» Quoted passage:
------------------------------------------------

Sports Psychology

What You Can and Can't Control in Sports

The referee blows a bad call. Your opponent plays unexpectedly. The weather changes. And you decide -- are you going to complain, or get back to your performance?

Why we stress over things we can't change

Picture this. You walk onto the field, the match is tight, everything's going to plan. Then the referee calls a foul that wasn't there. You know it, your teammate knows it, the crowd knows it. But the whistle won't be reversed. And in that moment, something triggers inside you.

Blood rushes to your head. You start swearing. Maybe just in your head, maybe out loud. Maybe you wave your arms. And before you realize what's happening, the next three minutes you're playing at half capacity. Not because you lacked fitness. Not because your opponent was better. But because your head keeps replaying that one moment that already happened and can't be changed.

This isn't weakness. It's evolution. Your brain is programmed to react to loss of control as a threat. When something happens that you can't influence -- an unfair call, unexpected weather, a teammate's mistake -- your brain interprets it as danger. The amygdala activates, the part of the brain responsible for fear and aggression responses. A stress response triggers. Adrenaline, cortisol, elevated heart rate. The same mechanism as if someone attacked you on the street.

Except on the street, that reaction might save your life. On the field, it hurts you.

Why? Because the energy you invest in things outside your control is energy that's missing from your performance. Every second you spend dealing with the referee is a second you're not focusing on your next play. Every minute thinking about the weather is a minute not thinking about tactics. And that time doesn't come back.

------------------------------------------------

» Dataset section:
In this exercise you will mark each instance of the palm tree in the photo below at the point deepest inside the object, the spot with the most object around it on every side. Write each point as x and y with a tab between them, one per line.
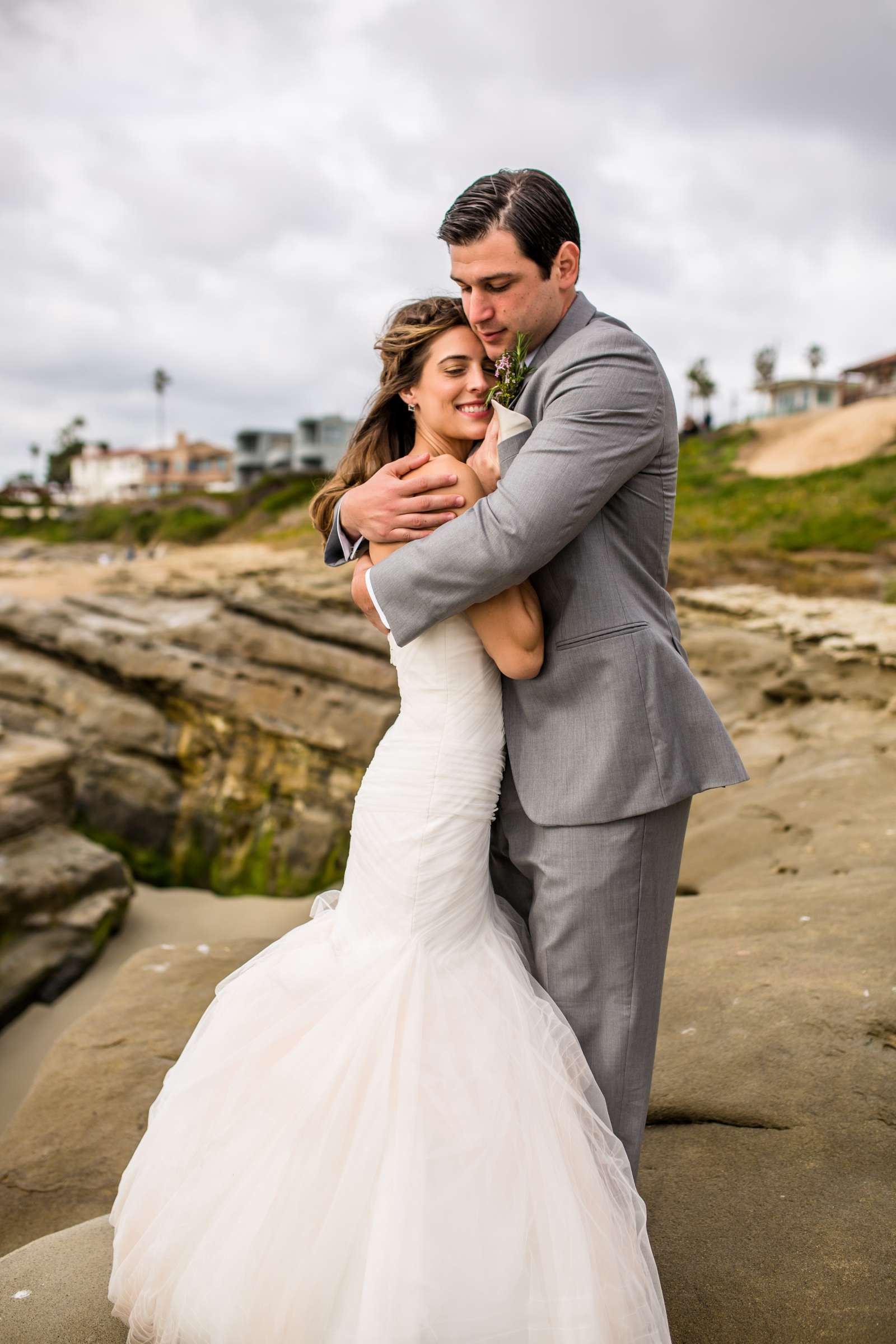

------------------------------------------------

» Task 1:
Summarize the article on what you can and can't control in sports in two sentences.
» Task 2:
Write out the stretch of the article on what you can and can't control in sports from "The referee blows" through "to your performance?".

» Correct response 1:
When something you can't influence happens during play, such as an unfair call, unexpected weather or a teammate's mistake, your brain interprets the loss of control as danger and triggers a stress response of adrenaline, cortisol and elevated heart rate. On the field, that reaction hurts you, because energy invested in things outside your control is energy missing from your performance.

» Correct response 2:
The referee blows a bad call. Your opponent plays unexpectedly. The weather changes. And you decide -- are you going to complain, or get back to your performance?